* Set exercise
Write out every line of the material as it stands, apart from the pictures.
* start Excerpted records *
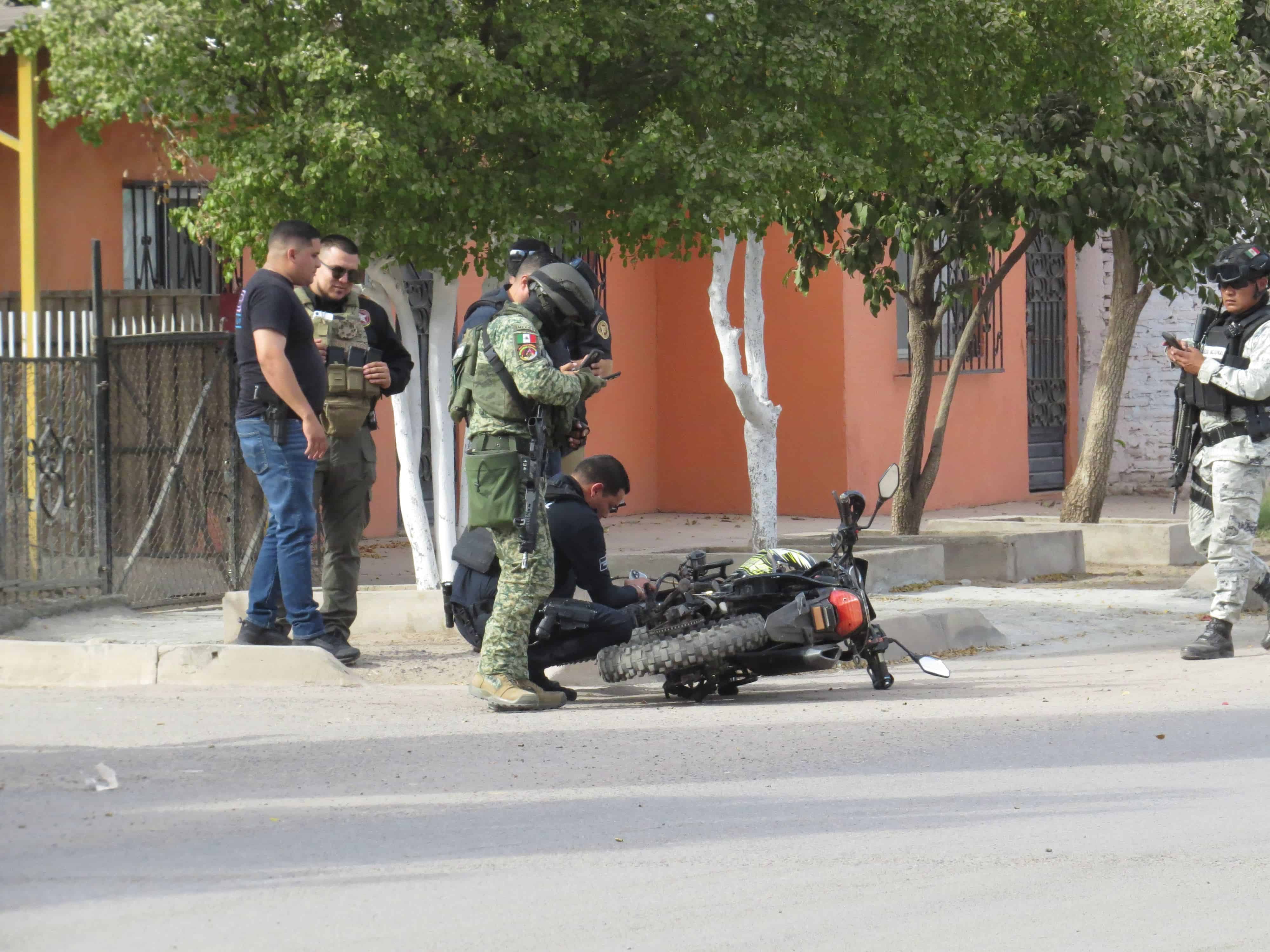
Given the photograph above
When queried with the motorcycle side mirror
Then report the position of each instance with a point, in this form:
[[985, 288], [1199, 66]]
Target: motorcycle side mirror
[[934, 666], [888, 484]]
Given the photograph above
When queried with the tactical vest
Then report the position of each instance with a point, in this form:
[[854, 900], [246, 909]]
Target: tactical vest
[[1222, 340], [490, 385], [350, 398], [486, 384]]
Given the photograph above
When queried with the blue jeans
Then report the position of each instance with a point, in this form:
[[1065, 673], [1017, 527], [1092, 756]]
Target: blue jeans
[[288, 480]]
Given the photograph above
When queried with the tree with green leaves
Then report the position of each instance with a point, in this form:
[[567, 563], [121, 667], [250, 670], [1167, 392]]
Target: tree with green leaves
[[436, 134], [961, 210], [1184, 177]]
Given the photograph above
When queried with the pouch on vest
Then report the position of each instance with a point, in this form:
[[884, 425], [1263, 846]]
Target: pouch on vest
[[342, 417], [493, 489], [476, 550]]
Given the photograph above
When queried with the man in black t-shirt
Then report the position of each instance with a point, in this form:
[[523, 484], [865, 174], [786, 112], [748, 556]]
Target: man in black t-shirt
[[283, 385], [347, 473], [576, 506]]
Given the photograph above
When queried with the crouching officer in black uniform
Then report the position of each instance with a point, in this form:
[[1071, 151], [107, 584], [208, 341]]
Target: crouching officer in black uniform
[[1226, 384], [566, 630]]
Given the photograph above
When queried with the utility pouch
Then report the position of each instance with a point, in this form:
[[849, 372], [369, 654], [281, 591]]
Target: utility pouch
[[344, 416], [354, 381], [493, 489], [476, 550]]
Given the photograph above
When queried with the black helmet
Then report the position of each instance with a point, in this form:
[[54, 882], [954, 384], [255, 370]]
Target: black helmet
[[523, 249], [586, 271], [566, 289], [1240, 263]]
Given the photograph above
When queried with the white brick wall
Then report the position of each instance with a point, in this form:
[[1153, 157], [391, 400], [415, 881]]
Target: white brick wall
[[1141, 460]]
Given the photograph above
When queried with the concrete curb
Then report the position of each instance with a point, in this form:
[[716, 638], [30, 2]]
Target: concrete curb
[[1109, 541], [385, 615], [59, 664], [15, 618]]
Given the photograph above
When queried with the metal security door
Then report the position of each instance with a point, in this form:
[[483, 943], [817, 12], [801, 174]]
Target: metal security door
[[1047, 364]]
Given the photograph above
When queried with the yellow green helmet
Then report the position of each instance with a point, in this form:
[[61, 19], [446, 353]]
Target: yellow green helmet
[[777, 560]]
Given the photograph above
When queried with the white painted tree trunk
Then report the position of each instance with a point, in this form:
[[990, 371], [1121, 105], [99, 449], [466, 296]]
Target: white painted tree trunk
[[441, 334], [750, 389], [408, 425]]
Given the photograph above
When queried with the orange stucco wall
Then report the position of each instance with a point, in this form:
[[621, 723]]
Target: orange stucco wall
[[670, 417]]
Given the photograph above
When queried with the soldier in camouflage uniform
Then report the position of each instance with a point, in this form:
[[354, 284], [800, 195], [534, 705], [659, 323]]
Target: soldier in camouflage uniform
* end Excerpted records *
* Response to this task
Given the photograph above
When queried with the motorcycle side mirror
Then report the position of each instance with a point, in this form:
[[985, 288], [1199, 66]]
Target: motorcycle side mirror
[[934, 666], [888, 484]]
Given the photograph above
When queried with the tactical vest
Then report the position of each instance with a point, in this form:
[[854, 900], [246, 909]]
Target: tactical vest
[[1222, 340], [490, 385], [350, 398], [486, 384]]
Given the photograph above
When queried with the blue jeans
Then report the position of each instance with a point, in this form:
[[1065, 673], [1017, 527], [1092, 756]]
Target: blue jeans
[[288, 480]]
Given the photograph above
When queried with the tree with green leaves
Then report the position of each instance with a point, in this form:
[[567, 563], [121, 667], [250, 670], [1167, 392]]
Target: tree with green leaves
[[436, 134], [961, 210], [1184, 177]]
Given the photograph above
When queried with the pouch on vest
Then report the position of each instance with a point, in this form:
[[884, 425], [1263, 846]]
Target: pouch on vest
[[342, 417], [493, 489], [476, 550]]
Given the photograph above
When queried with the man in black t-shirt
Then report the position of each instance with a point, in this form:
[[523, 484], [865, 174], [786, 112], [748, 556]]
Target: man in black t-shirt
[[283, 385], [347, 473], [576, 506]]
Given the photograph above
When queried with the crouching officer in black uniform
Then report the position of each instance with a point, in this form:
[[1071, 151], [107, 584], [208, 341]]
Target: crouching officer in black uniform
[[1226, 384], [566, 630]]
Given the photograph above
When queried with the utility pouch
Then report the position of each instance with a point, in this form:
[[849, 372], [369, 654], [281, 591]]
Target: utility pouch
[[344, 416], [354, 381], [493, 489], [476, 550]]
Given the photograph above
When queried with the black helmet
Then report the position of each instance with a point, in this form:
[[54, 882], [954, 384], [255, 370]]
Target: black helmet
[[523, 249], [586, 271], [566, 289], [1240, 263]]
Given the photograph above
When queried with the white brick wall
Then report the position of each instance with a point, in this form:
[[1153, 157], [391, 400], [415, 881]]
Target: white brick wall
[[1141, 460]]
Given the photograph above
When queried with the concrete curb
Then report the position of each instance with a point, in this form:
[[716, 638], [30, 2]]
Target: concrete curb
[[1109, 541], [385, 615], [59, 664], [15, 618]]
Given the photograph above
When queried with the metal security door
Then report the position of each instance with a point, in this form:
[[483, 943], [817, 12], [801, 174]]
Target: metal security door
[[1047, 364]]
Given the photograph above
When queried with the yellow green helmet
Then report the position of each instance with a point, in this form:
[[61, 19], [446, 353]]
Target: yellow green helmet
[[777, 560]]
Given the photograph above
When queried with the white painted tree trunk
Then report the position of each instance with a point, in this form:
[[990, 371], [1121, 105], [99, 449], [466, 296]]
Target: white painted tree trunk
[[441, 334], [750, 389], [408, 425]]
Given the photograph above
When queried with the orange stucco wall
Then report the position of each instance with a point, in this form:
[[621, 723]]
Target: orange stucco wall
[[670, 417]]
Given the photograph above
When queried with the soldier in camouflage uniform
Then report the position of each instance with a point, in this form:
[[354, 284], [800, 195], [534, 705], [659, 323]]
Target: soldier in camouflage uniform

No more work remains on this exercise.